▶ [Exercise prompt]
Change every "rough mask" in the listing to "coarse mask" and write the listing out again, keeping all other text the same and omitting the pictures.

▶ [Recorded data]
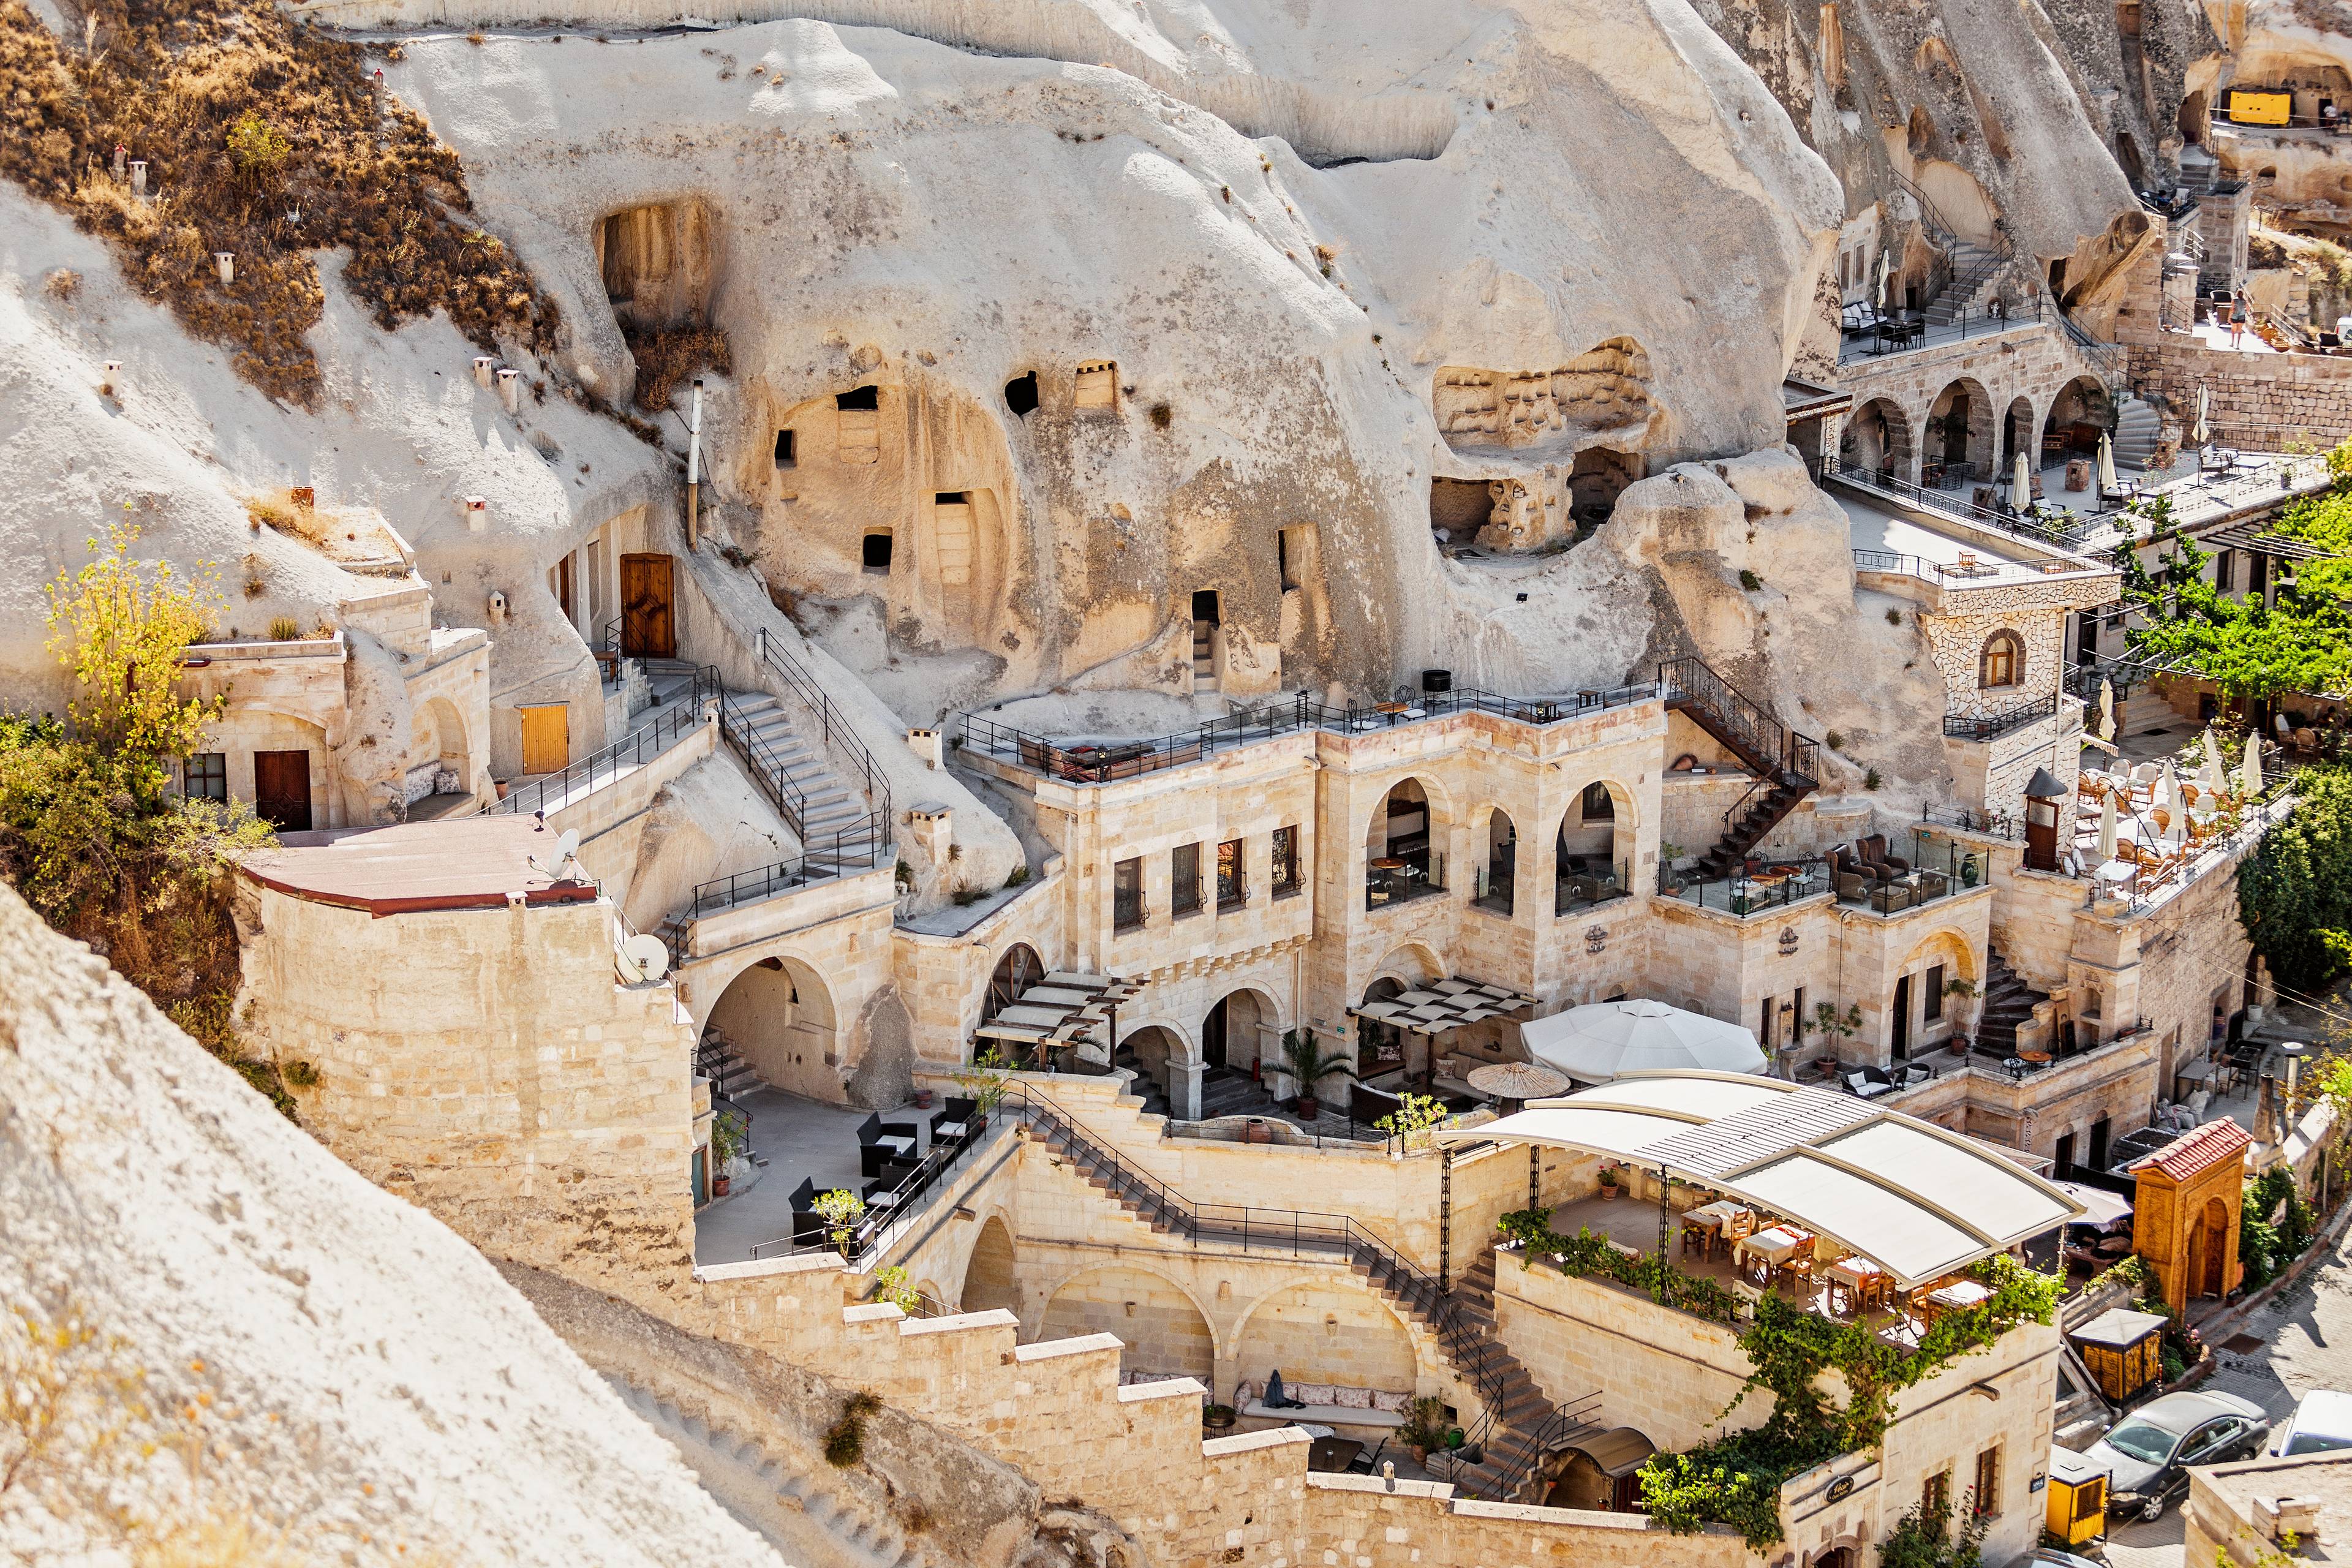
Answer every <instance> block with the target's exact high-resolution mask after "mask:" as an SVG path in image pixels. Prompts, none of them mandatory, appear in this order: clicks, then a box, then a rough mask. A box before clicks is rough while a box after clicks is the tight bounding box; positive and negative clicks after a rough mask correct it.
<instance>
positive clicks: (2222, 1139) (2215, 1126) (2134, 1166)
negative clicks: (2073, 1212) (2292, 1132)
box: [2131, 1117, 2253, 1182]
mask: <svg viewBox="0 0 2352 1568" xmlns="http://www.w3.org/2000/svg"><path fill="white" fill-rule="evenodd" d="M2249 1143H2253V1135H2251V1133H2249V1131H2246V1128H2241V1126H2239V1124H2237V1121H2232V1119H2230V1117H2223V1119H2220V1121H2206V1124H2204V1126H2201V1128H2197V1131H2194V1133H2190V1135H2187V1138H2180V1140H2176V1143H2171V1145H2166V1147H2161V1150H2157V1152H2154V1154H2150V1157H2147V1159H2143V1161H2138V1164H2133V1166H2131V1168H2133V1171H2147V1168H2150V1166H2154V1168H2157V1171H2161V1173H2164V1175H2169V1178H2173V1180H2176V1182H2185V1180H2187V1178H2192V1175H2197V1173H2201V1171H2211V1168H2213V1166H2218V1164H2223V1161H2225V1159H2227V1161H2239V1164H2244V1159H2246V1145H2249Z"/></svg>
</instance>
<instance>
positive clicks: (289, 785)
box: [254, 752, 310, 832]
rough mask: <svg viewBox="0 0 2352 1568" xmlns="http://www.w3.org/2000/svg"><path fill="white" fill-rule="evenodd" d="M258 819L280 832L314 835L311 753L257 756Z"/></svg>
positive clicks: (279, 753) (254, 812) (254, 802)
mask: <svg viewBox="0 0 2352 1568" xmlns="http://www.w3.org/2000/svg"><path fill="white" fill-rule="evenodd" d="M254 816H259V818H261V820H266V823H268V825H270V827H275V830H278V832H310V752H254Z"/></svg>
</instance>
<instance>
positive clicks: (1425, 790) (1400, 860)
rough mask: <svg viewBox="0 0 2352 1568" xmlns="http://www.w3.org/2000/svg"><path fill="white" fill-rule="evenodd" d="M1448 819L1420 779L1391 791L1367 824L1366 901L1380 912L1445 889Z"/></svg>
mask: <svg viewBox="0 0 2352 1568" xmlns="http://www.w3.org/2000/svg"><path fill="white" fill-rule="evenodd" d="M1442 830H1444V818H1442V813H1439V809H1437V799H1435V797H1432V795H1430V790H1428V785H1423V783H1421V780H1418V778H1404V780H1399V783H1397V785H1392V788H1390V790H1388V795H1385V797H1383V799H1381V804H1378V806H1374V811H1371V823H1367V827H1364V863H1367V867H1364V905H1367V907H1371V910H1378V907H1383V905H1390V903H1402V900H1406V898H1423V896H1428V893H1442V891H1444V884H1446V858H1444V849H1442Z"/></svg>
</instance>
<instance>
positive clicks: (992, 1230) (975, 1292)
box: [957, 1213, 1021, 1316]
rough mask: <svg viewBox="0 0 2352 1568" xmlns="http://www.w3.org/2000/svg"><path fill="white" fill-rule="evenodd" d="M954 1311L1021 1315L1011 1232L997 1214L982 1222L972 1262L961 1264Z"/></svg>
mask: <svg viewBox="0 0 2352 1568" xmlns="http://www.w3.org/2000/svg"><path fill="white" fill-rule="evenodd" d="M957 1309H960V1312H997V1309H1002V1312H1011V1314H1014V1316H1018V1314H1021V1286H1018V1281H1016V1279H1014V1232H1011V1227H1007V1225H1004V1215H1000V1213H993V1215H988V1220H985V1222H981V1237H978V1241H974V1244H971V1262H967V1265H964V1288H962V1291H960V1293H957Z"/></svg>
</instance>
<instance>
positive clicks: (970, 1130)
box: [931, 1095, 981, 1150]
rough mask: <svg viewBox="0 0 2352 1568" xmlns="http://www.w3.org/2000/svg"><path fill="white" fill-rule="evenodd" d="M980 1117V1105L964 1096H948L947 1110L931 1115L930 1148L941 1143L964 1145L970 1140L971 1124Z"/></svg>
mask: <svg viewBox="0 0 2352 1568" xmlns="http://www.w3.org/2000/svg"><path fill="white" fill-rule="evenodd" d="M978 1117H981V1103H978V1100H969V1098H964V1095H948V1110H941V1112H934V1114H931V1147H934V1150H936V1147H938V1145H943V1143H964V1140H969V1138H971V1124H974V1121H978Z"/></svg>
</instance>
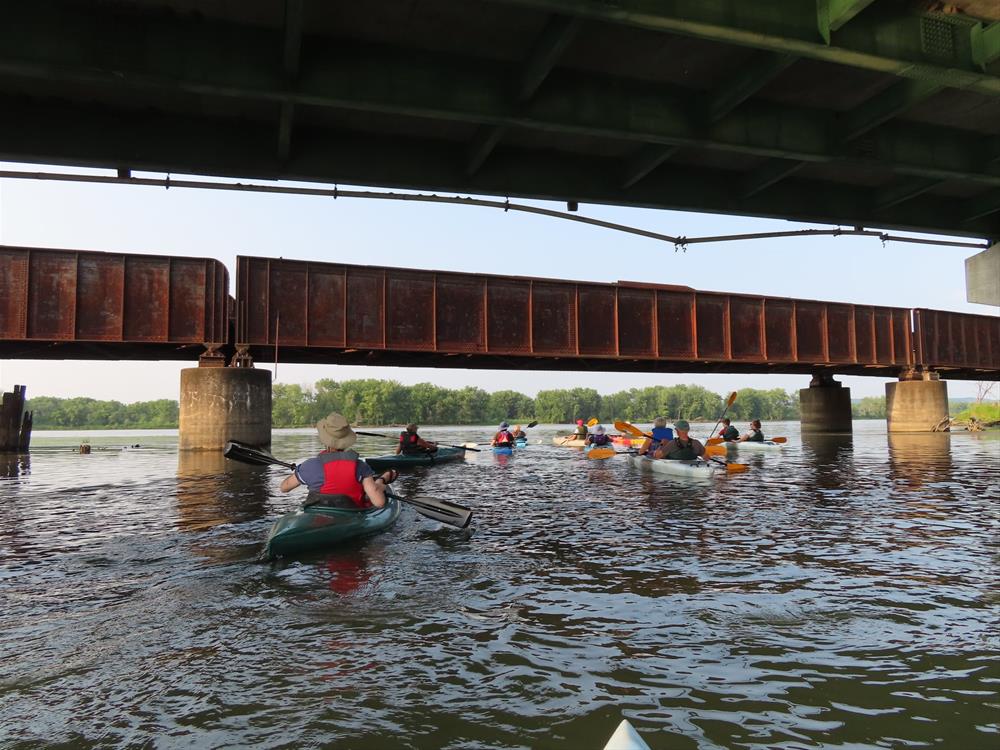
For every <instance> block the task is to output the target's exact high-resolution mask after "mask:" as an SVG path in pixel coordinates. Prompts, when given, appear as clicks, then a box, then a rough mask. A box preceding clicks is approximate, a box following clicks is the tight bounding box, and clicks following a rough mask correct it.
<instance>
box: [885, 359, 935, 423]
mask: <svg viewBox="0 0 1000 750" xmlns="http://www.w3.org/2000/svg"><path fill="white" fill-rule="evenodd" d="M885 417H886V420H887V421H888V423H889V432H932V431H933V430H934V428H935V427H937V426H938V425H939V424H941V423H942V422H943V421H944V420H946V419H947V418H948V384H947V383H945V382H944V381H943V380H940V379H938V374H937V373H936V372H924V373H907V374H905V375H903V377H901V378H900V380H899V382H898V383H886V384H885Z"/></svg>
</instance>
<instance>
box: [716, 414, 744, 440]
mask: <svg viewBox="0 0 1000 750" xmlns="http://www.w3.org/2000/svg"><path fill="white" fill-rule="evenodd" d="M719 437H720V438H722V439H723V440H725V441H726V442H727V443H731V442H733V441H734V440H739V439H740V431H739V430H737V429H736V428H735V427H733V422H732V420H731V419H730V418H729V417H723V418H722V429H721V430H719Z"/></svg>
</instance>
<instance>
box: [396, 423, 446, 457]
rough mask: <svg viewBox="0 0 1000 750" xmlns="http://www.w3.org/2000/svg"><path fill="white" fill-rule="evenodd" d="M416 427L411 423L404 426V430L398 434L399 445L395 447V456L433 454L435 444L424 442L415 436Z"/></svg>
mask: <svg viewBox="0 0 1000 750" xmlns="http://www.w3.org/2000/svg"><path fill="white" fill-rule="evenodd" d="M417 429H418V428H417V425H416V424H414V423H413V422H410V424H408V425H406V429H405V430H403V431H402V432H401V433H399V444H398V445H397V446H396V455H399V454H400V453H402V454H403V455H404V456H422V455H424V454H425V453H434V452H435V451H436V450H437V443H432V442H430V441H429V440H424V439H423V438H422V437H420V435H418V434H417Z"/></svg>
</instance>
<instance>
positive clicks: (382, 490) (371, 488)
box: [361, 477, 385, 508]
mask: <svg viewBox="0 0 1000 750" xmlns="http://www.w3.org/2000/svg"><path fill="white" fill-rule="evenodd" d="M361 486H362V487H364V489H365V495H366V496H367V497H368V499H369V500H371V503H372V505H374V506H375V507H376V508H381V507H383V506H384V505H385V480H384V479H383V478H382V477H365V478H364V479H363V480H362V482H361Z"/></svg>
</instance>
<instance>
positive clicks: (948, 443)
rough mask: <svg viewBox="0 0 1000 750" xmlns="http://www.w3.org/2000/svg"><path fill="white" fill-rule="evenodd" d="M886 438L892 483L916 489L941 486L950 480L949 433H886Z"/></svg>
mask: <svg viewBox="0 0 1000 750" xmlns="http://www.w3.org/2000/svg"><path fill="white" fill-rule="evenodd" d="M888 438H889V468H890V472H891V476H892V478H893V480H895V481H900V482H904V483H906V484H907V485H908V486H909V487H911V488H913V489H916V488H919V487H922V486H923V485H924V484H926V483H928V482H942V481H948V480H950V479H951V478H952V476H953V473H954V472H953V466H952V464H953V461H952V455H951V434H950V433H948V432H922V433H912V434H910V433H898V432H897V433H892V432H890V433H889V435H888Z"/></svg>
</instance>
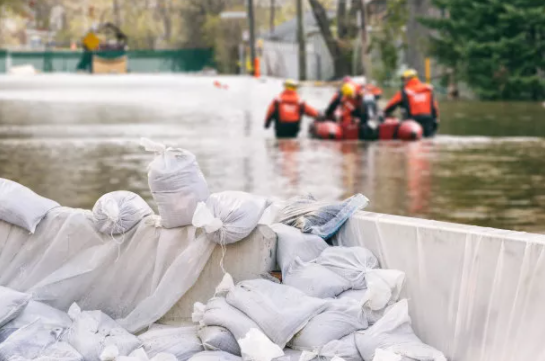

▶ [Result of this task]
Answer every <instance> block with the target's exact high-resolution mask after "mask:" as an SVG path in image pixels. Prompts, none of them mandatory, appear in this order: clicks, then a box, then a coarse mask. A box before clicks is rough while a box after clicks is the tight bounding box; positive and negative clicks after a coarse mask correct it.
<instance>
positive clicks: (2222, 1139) (2215, 1126) (2134, 1166)
negative clicks: (2073, 1212) (2292, 1132)
box: [2131, 1117, 2253, 1182]
mask: <svg viewBox="0 0 2352 1568" xmlns="http://www.w3.org/2000/svg"><path fill="white" fill-rule="evenodd" d="M2249 1143H2253V1135H2251V1133H2249V1131H2246V1128H2241V1126H2239V1124H2237V1121H2232V1119H2230V1117H2223V1119H2220V1121H2206V1124H2204V1126H2201V1128H2197V1131H2194V1133H2190V1135H2187V1138H2180V1140H2176V1143H2171V1145H2166V1147H2161V1150H2157V1152H2154V1154H2150V1157H2147V1159H2143V1161H2138V1164H2133V1166H2131V1168H2133V1171H2147V1168H2150V1166H2154V1168H2157V1171H2161V1173H2164V1175H2169V1178H2173V1180H2176V1182H2185V1180H2187V1178H2192V1175H2197V1173H2201V1171H2211V1168H2213V1166H2218V1164H2223V1161H2225V1159H2227V1161H2239V1164H2244V1159H2246V1145H2249Z"/></svg>
</instance>
<instance>
positive clicks: (289, 785)
box: [254, 752, 310, 832]
coarse mask: <svg viewBox="0 0 2352 1568" xmlns="http://www.w3.org/2000/svg"><path fill="white" fill-rule="evenodd" d="M258 819L280 832L314 835L311 753L257 756Z"/></svg>
positive clicks: (279, 753) (254, 812) (254, 802)
mask: <svg viewBox="0 0 2352 1568" xmlns="http://www.w3.org/2000/svg"><path fill="white" fill-rule="evenodd" d="M254 816H259V818H261V820H266V823H268V825H270V827H275V830H278V832H310V752H254Z"/></svg>
</instance>
<instance>
positive clicks: (1425, 790) (1400, 860)
coarse mask: <svg viewBox="0 0 2352 1568" xmlns="http://www.w3.org/2000/svg"><path fill="white" fill-rule="evenodd" d="M1448 819L1420 779L1391 791L1367 824L1366 901L1380 912L1445 889Z"/></svg>
mask: <svg viewBox="0 0 2352 1568" xmlns="http://www.w3.org/2000/svg"><path fill="white" fill-rule="evenodd" d="M1442 830H1444V818H1442V813H1439V809H1437V799H1435V797H1432V795H1430V790H1428V785H1423V783H1421V780H1418V778H1404V780H1399V783H1397V785H1392V788H1390V790H1388V795H1385V797H1383V799H1381V804H1378V806H1374V811H1371V823H1367V827H1364V863H1367V867H1364V905H1367V907H1371V910H1378V907H1383V905H1390V903H1402V900H1406V898H1423V896H1428V893H1442V891H1444V884H1446V858H1444V849H1442Z"/></svg>
</instance>
<instance>
positive clicks: (992, 1230) (975, 1292)
box: [957, 1213, 1021, 1316]
coarse mask: <svg viewBox="0 0 2352 1568" xmlns="http://www.w3.org/2000/svg"><path fill="white" fill-rule="evenodd" d="M954 1311L1021 1315L1011 1232L997 1214L982 1222L972 1262L961 1264Z"/></svg>
mask: <svg viewBox="0 0 2352 1568" xmlns="http://www.w3.org/2000/svg"><path fill="white" fill-rule="evenodd" d="M957 1309H960V1312H997V1309H1002V1312H1011V1314H1014V1316H1018V1314H1021V1286H1018V1281H1016V1279H1014V1232H1011V1227H1007V1225H1004V1215H1000V1213H993V1215H988V1220H985V1222H981V1237H978V1241H974V1244H971V1262H967V1265H964V1288H962V1291H960V1293H957Z"/></svg>
</instance>
<instance>
positive clicks: (970, 1130)
box: [931, 1095, 981, 1150]
coarse mask: <svg viewBox="0 0 2352 1568" xmlns="http://www.w3.org/2000/svg"><path fill="white" fill-rule="evenodd" d="M980 1117V1105L964 1096H948L947 1110L931 1115L930 1148L941 1143L964 1145L970 1140L971 1124Z"/></svg>
mask: <svg viewBox="0 0 2352 1568" xmlns="http://www.w3.org/2000/svg"><path fill="white" fill-rule="evenodd" d="M978 1117H981V1103H978V1100H969V1098H964V1095H948V1110H941V1112H934V1114H931V1147H934V1150H936V1147H938V1145H943V1143H964V1140H969V1138H971V1124H974V1121H978Z"/></svg>
</instance>
For every <instance> block the task is to output the target's exact high-resolution mask after "mask:" as an SVG path in pixel coordinates. Prompts, when given, appear as clicks, then a box, then a coarse mask. A box preceding clicks is approximate, a box following clicks is the tight bounding box, and clicks following a coarse mask correct it.
<instance>
box: [885, 359, 935, 423]
mask: <svg viewBox="0 0 1000 750" xmlns="http://www.w3.org/2000/svg"><path fill="white" fill-rule="evenodd" d="M885 417H886V420H887V421H888V423H889V432H932V431H933V430H934V428H935V427H937V426H938V425H939V424H941V423H942V422H943V421H944V420H946V419H947V418H948V384H947V383H945V382H944V381H943V380H940V379H938V374H937V373H936V372H924V373H907V374H905V375H903V377H901V378H900V380H899V382H898V383H886V384H885Z"/></svg>
</instance>
<instance>
box: [716, 414, 744, 440]
mask: <svg viewBox="0 0 1000 750" xmlns="http://www.w3.org/2000/svg"><path fill="white" fill-rule="evenodd" d="M719 437H720V438H722V439H723V440H725V441H726V442H727V443H731V442H733V441H734V440H739V439H740V431H739V430H737V429H736V428H735V427H733V422H732V420H731V419H730V418H729V417H723V418H722V429H721V430H719Z"/></svg>
</instance>
<instance>
box: [396, 423, 446, 457]
coarse mask: <svg viewBox="0 0 1000 750" xmlns="http://www.w3.org/2000/svg"><path fill="white" fill-rule="evenodd" d="M416 427L411 423L404 426V430L398 434L399 445L395 447V456L433 454L435 444L424 442L415 436Z"/></svg>
mask: <svg viewBox="0 0 1000 750" xmlns="http://www.w3.org/2000/svg"><path fill="white" fill-rule="evenodd" d="M417 429H418V428H417V425H416V424H414V423H413V422H410V424H408V425H406V429H405V430H403V431H402V432H401V433H399V444H398V445H397V446H396V455H399V454H400V453H402V454H403V455H404V456H422V455H424V454H425V453H434V452H435V451H436V450H437V443H432V442H430V441H429V440H424V439H423V438H422V437H420V435H418V434H417Z"/></svg>
</instance>
<instance>
positive clicks: (382, 490) (371, 488)
box: [361, 477, 385, 508]
mask: <svg viewBox="0 0 1000 750" xmlns="http://www.w3.org/2000/svg"><path fill="white" fill-rule="evenodd" d="M361 486H362V487H364V489H365V495H366V496H367V497H368V499H369V500H371V503H372V505H374V506H375V507H376V508H381V507H383V506H384V505H385V480H384V479H383V478H382V477H365V478H364V479H363V480H362V482H361Z"/></svg>
</instance>
<instance>
positive clicks: (948, 443)
coarse mask: <svg viewBox="0 0 1000 750" xmlns="http://www.w3.org/2000/svg"><path fill="white" fill-rule="evenodd" d="M886 438L892 483L916 489L941 486L950 480L949 433H886Z"/></svg>
mask: <svg viewBox="0 0 1000 750" xmlns="http://www.w3.org/2000/svg"><path fill="white" fill-rule="evenodd" d="M888 438H889V468H890V472H891V476H892V478H893V480H895V481H900V482H904V483H906V484H907V485H908V486H909V487H911V488H913V489H916V488H919V487H922V486H923V485H924V484H926V483H928V482H942V481H948V480H950V479H951V478H952V476H953V473H954V472H953V466H952V464H953V461H952V455H951V434H950V433H948V432H922V433H912V434H910V433H898V432H897V433H892V432H890V433H889V435H888Z"/></svg>
</instance>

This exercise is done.